--- SUPPLIED PASSAGE ---

1.3          Closing Date. The closing of the Acquisition (the “Closing Date”) shall take place within three (3) business days after compliance with Section 1.2 herein is completed by both parties and any other conditions of this Agreement shall be satisfied. The parties have contemplated September 1, 2006 as a Closing Date. However, in good faith, both parties shall agree to close prior to such time if all conditions for closing are satisfied. Notwithstanding the above, if the closing does not take place by December 31, 2006, either party may terminate this Agreement.
 
1.4
Articles of Incorporation, Bylaws, Directors and Officers.
(a)          The articles of incorporation of Sona, as in effect immediately prior to the Closing Date, attached as ExhibitC hereto, shall be the articles of incorporation from and after the Closing Date until amended with the change of name considered herein and further amended in accordance with applicable law.
(b)          The bylaws of Sona, as in effect immediately prior to the Closing Date, attached as ExhibitD hereto, shall be the bylaws from and after the Closing Date until amended in accordance with applicable law, the articles of incorporation and such bylaws.
(c)          The directors and officers listed in ExhibitE hereto shall be the directors and officers of Sona after the Closing Date, and each shall hold his respective office or offices after the Closing Date until his or her successors shall have been elected and shall have qualified in accordance with applicable law, or as otherwise provided in the articles of incorporation or bylaws of Sona.

--- WRITTEN TASK 1 ---
Which lines of the entries contain the string "stack"? Copy each of them, and treat case as significant.

--- MATERIAL ---

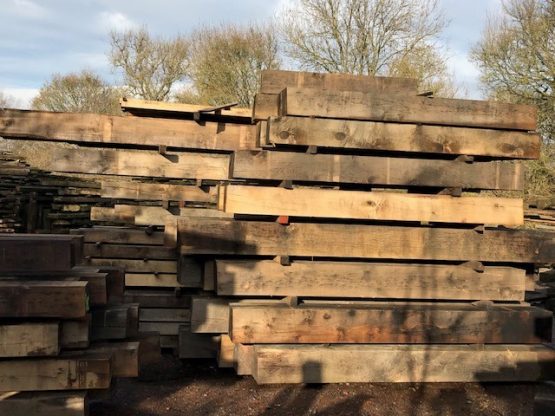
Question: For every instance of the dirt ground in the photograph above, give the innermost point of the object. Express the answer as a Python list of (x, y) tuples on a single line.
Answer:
[(200, 388)]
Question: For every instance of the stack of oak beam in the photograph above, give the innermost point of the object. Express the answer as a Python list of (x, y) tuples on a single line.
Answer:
[(64, 329), (348, 239), (362, 209)]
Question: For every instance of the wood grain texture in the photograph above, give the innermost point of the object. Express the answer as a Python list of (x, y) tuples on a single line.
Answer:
[(61, 373), (43, 299), (389, 323), (157, 192), (402, 363), (129, 251), (87, 160), (388, 206), (368, 280), (370, 135), (140, 131), (120, 235), (371, 170), (210, 236), (274, 81), (29, 339), (311, 102), (209, 315)]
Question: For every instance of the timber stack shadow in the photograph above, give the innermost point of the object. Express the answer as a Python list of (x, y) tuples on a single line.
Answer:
[(345, 229)]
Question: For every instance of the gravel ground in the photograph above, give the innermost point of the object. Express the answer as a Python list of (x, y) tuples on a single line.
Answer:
[(200, 388)]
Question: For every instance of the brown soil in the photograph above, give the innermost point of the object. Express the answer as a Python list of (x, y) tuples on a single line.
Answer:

--- WRITTEN TASK 2 ---
Answer these questions about the agreement excerpt, one answer per line, marked to match:
(a) Within how many business days after compliance with Section 1.2 is the closing to take place?
(b) What date did the parties contemplate as a Closing Date?
(c) By what date must the closing take place before either party may terminate the Agreement?

--- COMPLETE ANSWER 1 ---
Question: For every instance of the stack of oak beam in the photograph above, give the innermost point of the object. Express the answer as a Python list of (x, y) tuples on a single line.
Question: For every instance of the timber stack shadow in the photograph above, give the innermost point of the object. Express the answer as a Python list of (x, y) tuples on a single line.

--- COMPLETE ANSWER 2 ---
(a) Three (3) business days.
(b) September 1, 2006.
(c) December 31, 2006.